**** DADOS DISPONÍVEIS

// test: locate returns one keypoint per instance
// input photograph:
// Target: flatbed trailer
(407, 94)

********
**** DADOS DISPONÍVEIS

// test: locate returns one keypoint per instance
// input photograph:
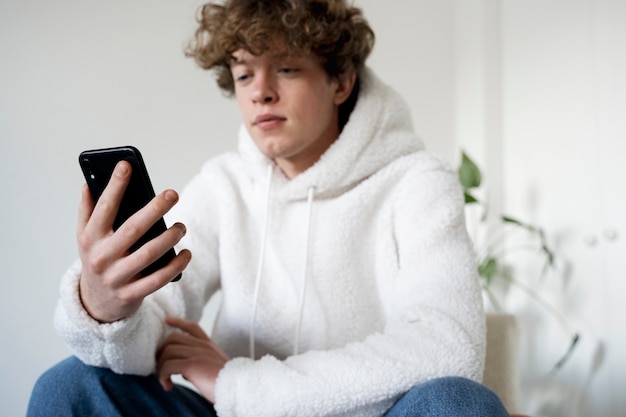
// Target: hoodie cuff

********
**** DADOS DISPONÍVEIS

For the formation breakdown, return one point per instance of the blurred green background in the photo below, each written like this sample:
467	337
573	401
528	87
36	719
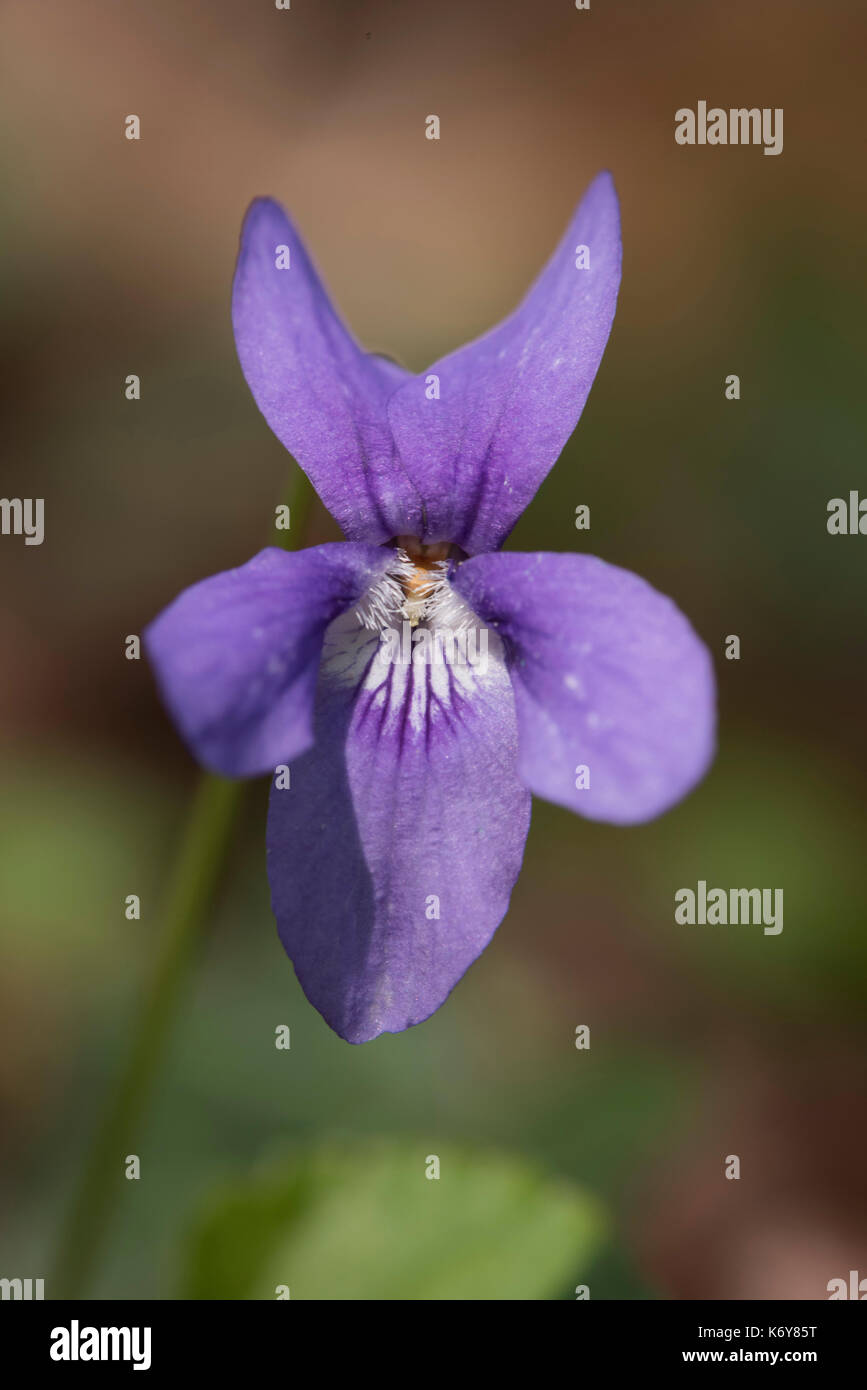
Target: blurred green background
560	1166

********

* [OBJETIVO]: Extraia, das linhas acima, todas aquelas que contêm a palavra "background", levando em conta a distinção entre maiúsculas e minúsculas.

* [RESPOSTA DA TAREFA]:
For the formation breakdown, return one point per instance of the blurred green background in the photo below, each written like this sample:
Target: blurred green background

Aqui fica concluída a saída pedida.